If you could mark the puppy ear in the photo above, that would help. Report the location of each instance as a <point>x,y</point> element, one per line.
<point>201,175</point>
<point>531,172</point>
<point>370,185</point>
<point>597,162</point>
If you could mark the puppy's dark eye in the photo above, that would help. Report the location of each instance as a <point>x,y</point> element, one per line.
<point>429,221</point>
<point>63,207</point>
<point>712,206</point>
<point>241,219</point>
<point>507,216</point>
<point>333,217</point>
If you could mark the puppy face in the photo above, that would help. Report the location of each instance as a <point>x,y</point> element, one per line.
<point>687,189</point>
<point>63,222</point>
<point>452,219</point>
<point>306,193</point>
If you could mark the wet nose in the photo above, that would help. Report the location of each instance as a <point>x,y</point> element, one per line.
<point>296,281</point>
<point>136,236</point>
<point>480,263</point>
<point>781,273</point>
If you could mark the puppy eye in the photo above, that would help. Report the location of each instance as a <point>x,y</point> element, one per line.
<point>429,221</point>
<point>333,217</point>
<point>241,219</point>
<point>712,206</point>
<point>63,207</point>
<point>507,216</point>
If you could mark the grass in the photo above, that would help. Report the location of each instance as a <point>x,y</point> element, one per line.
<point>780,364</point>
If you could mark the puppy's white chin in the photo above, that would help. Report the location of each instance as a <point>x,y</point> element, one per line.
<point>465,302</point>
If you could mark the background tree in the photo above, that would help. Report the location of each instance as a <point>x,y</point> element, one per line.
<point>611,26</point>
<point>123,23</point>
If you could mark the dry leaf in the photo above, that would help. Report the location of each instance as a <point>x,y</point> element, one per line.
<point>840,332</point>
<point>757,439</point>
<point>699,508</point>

-------

**STATED PROBLEM**
Could you render the listing above as a two-column CSV with the header row text,answer, one row per item that pairs its wording with its point answer, every value in a single quoted field and all line breaks turned into spaces?

**EXERCISE SOLUTION**
text,answer
"If you could mark the puppy ear in the photo above, that would help. Report the location of each instance as a <point>x,y</point> element, one per line.","<point>201,175</point> <point>531,172</point> <point>370,185</point> <point>597,162</point>"
"If you could mark the puppy's dark eye in the photo above, that would help. Report the location of each instance as a <point>x,y</point> element, one per line.","<point>429,221</point> <point>63,207</point> <point>712,206</point> <point>241,219</point> <point>507,216</point> <point>333,217</point>"
"If you could mark the puppy face in the photo above, that would help. Report the location of each instance as a <point>x,y</point> element, one per line.","<point>687,189</point> <point>63,222</point> <point>452,219</point> <point>306,193</point>"
"If you could mark the wet nose in the photo above, that would help. Report the location of each instance as a <point>x,y</point> element, one per line.","<point>296,281</point> <point>136,236</point> <point>480,263</point> <point>781,273</point>"
"If you could mark the puppy eye in the photo above, that would help. Report the location of each instance as a <point>x,y</point> element, one per line.","<point>429,221</point> <point>333,217</point> <point>241,219</point> <point>712,206</point> <point>63,207</point> <point>507,216</point>"
"If you could mark the grass in the photo above, that would help. Report the location of each instance as a <point>x,y</point> element, one per line.","<point>780,364</point>"
"If you could mark the puppy's white chin in the photo above, that would help. Report the location of each instance as a <point>x,y</point> element, one per line.","<point>465,302</point>"
"If you could mark the background tree in the photo above, that would help. Report the location of each instance as a <point>x,y</point> element, one per line.","<point>611,26</point> <point>123,23</point>"
"If you could mark the dry leaf in the photo above, that would help. Report the location of each instance as a <point>x,y</point> element, one per line.","<point>840,332</point> <point>757,439</point> <point>699,508</point>"